(DATA SECTION)
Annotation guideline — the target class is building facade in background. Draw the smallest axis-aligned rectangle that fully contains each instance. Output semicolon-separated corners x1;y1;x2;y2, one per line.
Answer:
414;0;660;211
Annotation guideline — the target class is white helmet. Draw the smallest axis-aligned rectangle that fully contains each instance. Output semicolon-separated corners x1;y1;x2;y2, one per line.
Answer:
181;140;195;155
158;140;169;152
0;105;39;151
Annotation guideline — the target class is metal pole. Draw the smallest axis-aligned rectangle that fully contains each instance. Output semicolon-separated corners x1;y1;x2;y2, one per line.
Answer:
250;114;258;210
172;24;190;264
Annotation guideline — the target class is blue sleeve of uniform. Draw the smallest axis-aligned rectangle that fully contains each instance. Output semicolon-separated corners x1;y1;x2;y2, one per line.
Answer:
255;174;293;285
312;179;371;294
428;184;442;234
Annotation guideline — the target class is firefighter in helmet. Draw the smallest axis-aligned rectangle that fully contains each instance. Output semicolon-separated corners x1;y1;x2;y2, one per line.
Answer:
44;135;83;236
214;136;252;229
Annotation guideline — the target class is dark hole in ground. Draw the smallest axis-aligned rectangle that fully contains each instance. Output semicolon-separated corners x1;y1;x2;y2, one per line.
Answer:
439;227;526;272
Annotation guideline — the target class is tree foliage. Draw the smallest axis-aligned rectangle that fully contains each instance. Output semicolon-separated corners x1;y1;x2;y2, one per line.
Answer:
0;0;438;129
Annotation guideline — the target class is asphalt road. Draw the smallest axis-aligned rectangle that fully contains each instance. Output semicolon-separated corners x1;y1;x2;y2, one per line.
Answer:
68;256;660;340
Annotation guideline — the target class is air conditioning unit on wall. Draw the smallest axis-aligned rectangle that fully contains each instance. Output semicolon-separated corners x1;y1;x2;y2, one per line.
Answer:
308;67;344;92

(PROBLEM TO SOLVE) Can you reproduce every line of the records above, starting at the line that contains "Annotation guideline — the target class is metal" and ending at the line that contains "214;136;252;229", adding 130 to each bounding-box coordinate in the answers and leaving all other text as it stands?

(ANSWER IN FULL)
Annotation guideline — the target class is metal pole. Draw the smallest axis-aligned rectangle that fully contains each instance. Output semicolon-separated corners x1;y1;x2;y2, one per line.
Answer:
380;244;388;340
302;154;320;394
Annotation guideline — the target class is blue sleeve of uniform. Draw the smallest axis-aligned rectangle that fully contains each instance. Output semicolon-separated corners x1;y1;x2;y2, one per line.
Answer:
385;304;423;415
442;309;501;424
558;314;572;364
Annotation guideline — the target class is firefighter in helmet. Draw the smallest axis-aligned rectangle that fully contains each instance. Output semicolon-separated corners x1;y1;x2;y2, one per line.
Answer:
174;265;213;366
344;266;382;359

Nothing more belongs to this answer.